▶ TASK BRIEF
Please print the data again exactly as given.

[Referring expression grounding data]
++++++++++

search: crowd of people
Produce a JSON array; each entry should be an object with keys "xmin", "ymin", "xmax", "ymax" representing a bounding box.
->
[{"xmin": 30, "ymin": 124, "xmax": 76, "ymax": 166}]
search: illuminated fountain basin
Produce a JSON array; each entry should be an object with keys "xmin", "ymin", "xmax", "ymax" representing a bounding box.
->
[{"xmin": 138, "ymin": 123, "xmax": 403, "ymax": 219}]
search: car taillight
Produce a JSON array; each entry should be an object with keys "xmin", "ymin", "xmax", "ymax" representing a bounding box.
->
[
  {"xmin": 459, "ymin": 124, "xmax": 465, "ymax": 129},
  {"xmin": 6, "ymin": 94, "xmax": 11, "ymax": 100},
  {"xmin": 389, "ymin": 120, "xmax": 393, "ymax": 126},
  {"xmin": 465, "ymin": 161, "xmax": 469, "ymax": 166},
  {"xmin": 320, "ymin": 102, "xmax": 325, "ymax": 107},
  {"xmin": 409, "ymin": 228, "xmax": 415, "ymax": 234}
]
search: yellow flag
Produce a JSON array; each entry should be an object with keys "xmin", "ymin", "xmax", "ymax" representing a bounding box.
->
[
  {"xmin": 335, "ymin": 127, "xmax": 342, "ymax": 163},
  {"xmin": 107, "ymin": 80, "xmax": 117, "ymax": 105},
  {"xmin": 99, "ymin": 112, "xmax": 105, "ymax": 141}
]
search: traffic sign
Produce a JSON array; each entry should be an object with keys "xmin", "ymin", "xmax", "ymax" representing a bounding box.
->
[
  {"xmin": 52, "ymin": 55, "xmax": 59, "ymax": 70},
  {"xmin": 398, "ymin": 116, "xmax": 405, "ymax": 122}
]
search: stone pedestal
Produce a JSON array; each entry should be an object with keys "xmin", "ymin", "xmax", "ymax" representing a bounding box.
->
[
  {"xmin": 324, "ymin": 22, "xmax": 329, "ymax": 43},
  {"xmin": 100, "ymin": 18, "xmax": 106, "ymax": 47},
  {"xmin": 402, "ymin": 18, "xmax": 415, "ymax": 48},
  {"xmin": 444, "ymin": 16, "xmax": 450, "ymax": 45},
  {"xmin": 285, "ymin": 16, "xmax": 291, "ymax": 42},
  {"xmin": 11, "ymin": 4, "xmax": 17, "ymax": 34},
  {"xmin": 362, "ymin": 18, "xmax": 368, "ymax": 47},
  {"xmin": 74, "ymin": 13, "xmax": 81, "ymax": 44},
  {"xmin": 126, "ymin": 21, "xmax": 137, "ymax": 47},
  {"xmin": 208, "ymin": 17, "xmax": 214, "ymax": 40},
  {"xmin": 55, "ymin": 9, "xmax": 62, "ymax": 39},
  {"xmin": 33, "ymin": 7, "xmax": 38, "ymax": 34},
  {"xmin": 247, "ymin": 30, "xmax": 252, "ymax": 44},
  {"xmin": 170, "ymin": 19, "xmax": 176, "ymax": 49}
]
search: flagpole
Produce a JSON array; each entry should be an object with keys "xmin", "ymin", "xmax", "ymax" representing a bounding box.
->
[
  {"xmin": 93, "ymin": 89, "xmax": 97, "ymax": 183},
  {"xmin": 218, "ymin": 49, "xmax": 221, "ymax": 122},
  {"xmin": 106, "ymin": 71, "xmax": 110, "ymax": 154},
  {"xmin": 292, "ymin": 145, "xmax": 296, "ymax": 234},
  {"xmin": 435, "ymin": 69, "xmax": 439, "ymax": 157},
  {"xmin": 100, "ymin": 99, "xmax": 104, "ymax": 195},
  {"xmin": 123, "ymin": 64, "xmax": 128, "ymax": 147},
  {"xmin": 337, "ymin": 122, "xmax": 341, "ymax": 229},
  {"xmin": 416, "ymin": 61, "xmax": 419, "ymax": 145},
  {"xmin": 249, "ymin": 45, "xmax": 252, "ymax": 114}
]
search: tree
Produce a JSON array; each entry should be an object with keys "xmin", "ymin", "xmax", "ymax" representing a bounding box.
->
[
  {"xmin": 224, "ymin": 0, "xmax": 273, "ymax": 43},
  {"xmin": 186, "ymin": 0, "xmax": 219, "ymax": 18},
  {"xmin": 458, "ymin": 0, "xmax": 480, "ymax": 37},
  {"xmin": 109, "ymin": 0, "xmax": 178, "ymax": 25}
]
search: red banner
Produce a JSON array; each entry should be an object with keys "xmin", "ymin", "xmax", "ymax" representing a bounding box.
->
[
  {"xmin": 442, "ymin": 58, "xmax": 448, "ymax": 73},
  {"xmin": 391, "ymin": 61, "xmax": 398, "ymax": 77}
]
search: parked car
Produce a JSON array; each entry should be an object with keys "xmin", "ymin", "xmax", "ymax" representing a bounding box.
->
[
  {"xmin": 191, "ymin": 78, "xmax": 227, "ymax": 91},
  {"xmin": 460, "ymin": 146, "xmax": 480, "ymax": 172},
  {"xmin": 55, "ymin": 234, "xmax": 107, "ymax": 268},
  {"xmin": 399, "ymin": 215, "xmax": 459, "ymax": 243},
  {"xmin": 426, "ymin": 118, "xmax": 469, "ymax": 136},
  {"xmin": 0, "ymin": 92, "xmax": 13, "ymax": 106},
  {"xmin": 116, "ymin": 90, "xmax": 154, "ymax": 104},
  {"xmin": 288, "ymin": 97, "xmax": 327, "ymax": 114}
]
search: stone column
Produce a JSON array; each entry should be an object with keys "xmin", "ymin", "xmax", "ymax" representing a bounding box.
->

++++++++++

▶ ANSWER SPACE
search: crowd of people
Produce a JSON array; each entry should be an object with keys "xmin", "ymin", "xmax", "ymax" representing a bounding box.
->
[{"xmin": 30, "ymin": 124, "xmax": 76, "ymax": 166}]
search: illuminated fountain basin
Produce a JSON array; each entry should be an object with keys "xmin", "ymin", "xmax", "ymax" representing a bounding box.
->
[{"xmin": 138, "ymin": 123, "xmax": 403, "ymax": 219}]
search: car taillight
Produce a JSON array; each entry should be an object with keys "xmin", "ymin", "xmax", "ymax" representing a bounding box.
->
[
  {"xmin": 459, "ymin": 124, "xmax": 465, "ymax": 129},
  {"xmin": 6, "ymin": 94, "xmax": 11, "ymax": 100},
  {"xmin": 389, "ymin": 120, "xmax": 393, "ymax": 126},
  {"xmin": 465, "ymin": 161, "xmax": 469, "ymax": 166},
  {"xmin": 320, "ymin": 102, "xmax": 325, "ymax": 107},
  {"xmin": 409, "ymin": 228, "xmax": 415, "ymax": 234}
]
search: yellow flag
Produce a JSON array; each entry should be an object with keys "xmin", "ymin", "xmax", "ymax" representing a bounding box.
->
[
  {"xmin": 335, "ymin": 127, "xmax": 342, "ymax": 163},
  {"xmin": 107, "ymin": 80, "xmax": 117, "ymax": 105},
  {"xmin": 99, "ymin": 112, "xmax": 105, "ymax": 141}
]
search: traffic sign
Produce a JSON array; each entry should be an object with keys "xmin", "ymin", "xmax", "ymax" representing a bounding box.
->
[
  {"xmin": 52, "ymin": 55, "xmax": 59, "ymax": 70},
  {"xmin": 398, "ymin": 116, "xmax": 405, "ymax": 122}
]
search: stone pedestal
Produce a JSON array; each entry should be an object with keys "xmin", "ymin", "xmax", "ymax" representing a bounding box.
->
[
  {"xmin": 324, "ymin": 22, "xmax": 329, "ymax": 43},
  {"xmin": 100, "ymin": 18, "xmax": 106, "ymax": 47},
  {"xmin": 402, "ymin": 18, "xmax": 415, "ymax": 48},
  {"xmin": 444, "ymin": 16, "xmax": 450, "ymax": 45},
  {"xmin": 285, "ymin": 16, "xmax": 291, "ymax": 42},
  {"xmin": 11, "ymin": 4, "xmax": 17, "ymax": 34},
  {"xmin": 362, "ymin": 18, "xmax": 368, "ymax": 47},
  {"xmin": 74, "ymin": 13, "xmax": 81, "ymax": 44},
  {"xmin": 126, "ymin": 21, "xmax": 137, "ymax": 47},
  {"xmin": 208, "ymin": 17, "xmax": 214, "ymax": 40},
  {"xmin": 55, "ymin": 9, "xmax": 62, "ymax": 39},
  {"xmin": 33, "ymin": 7, "xmax": 38, "ymax": 34},
  {"xmin": 247, "ymin": 30, "xmax": 252, "ymax": 44},
  {"xmin": 170, "ymin": 19, "xmax": 176, "ymax": 49}
]
search: flagpole
Produce a JSON array; each entry should be an object with keys "xmin", "ymin", "xmax", "ymax" representing a bounding box.
->
[
  {"xmin": 93, "ymin": 89, "xmax": 97, "ymax": 183},
  {"xmin": 218, "ymin": 49, "xmax": 221, "ymax": 122},
  {"xmin": 106, "ymin": 71, "xmax": 110, "ymax": 154},
  {"xmin": 292, "ymin": 145, "xmax": 296, "ymax": 234},
  {"xmin": 435, "ymin": 69, "xmax": 439, "ymax": 157},
  {"xmin": 100, "ymin": 99, "xmax": 104, "ymax": 195},
  {"xmin": 123, "ymin": 64, "xmax": 128, "ymax": 147},
  {"xmin": 337, "ymin": 122, "xmax": 341, "ymax": 229},
  {"xmin": 416, "ymin": 61, "xmax": 419, "ymax": 145},
  {"xmin": 249, "ymin": 45, "xmax": 252, "ymax": 114}
]
search: tree
Produce a JSON array; each entry should be an object with keys "xmin", "ymin", "xmax", "ymax" representing a bounding box.
->
[
  {"xmin": 224, "ymin": 0, "xmax": 273, "ymax": 43},
  {"xmin": 186, "ymin": 0, "xmax": 219, "ymax": 18},
  {"xmin": 458, "ymin": 0, "xmax": 480, "ymax": 37},
  {"xmin": 109, "ymin": 0, "xmax": 178, "ymax": 25}
]
search: red banner
Produce a JSON array; each entry should be an object with keys "xmin", "ymin", "xmax", "ymax" representing a bounding box.
->
[
  {"xmin": 442, "ymin": 58, "xmax": 448, "ymax": 73},
  {"xmin": 391, "ymin": 61, "xmax": 398, "ymax": 77}
]
search: parked car
Produce a JSON array; each entry should be an object with keys "xmin", "ymin", "xmax", "ymax" representing a bounding box.
->
[
  {"xmin": 191, "ymin": 78, "xmax": 227, "ymax": 91},
  {"xmin": 460, "ymin": 146, "xmax": 480, "ymax": 172},
  {"xmin": 55, "ymin": 234, "xmax": 107, "ymax": 268},
  {"xmin": 399, "ymin": 215, "xmax": 459, "ymax": 243},
  {"xmin": 426, "ymin": 118, "xmax": 469, "ymax": 136},
  {"xmin": 0, "ymin": 92, "xmax": 13, "ymax": 106},
  {"xmin": 116, "ymin": 90, "xmax": 154, "ymax": 104},
  {"xmin": 288, "ymin": 97, "xmax": 327, "ymax": 114}
]
search: stone column
Produce a JSON array; each entry should be an object with keys "xmin", "ymin", "xmax", "ymax" representing a bounding box.
->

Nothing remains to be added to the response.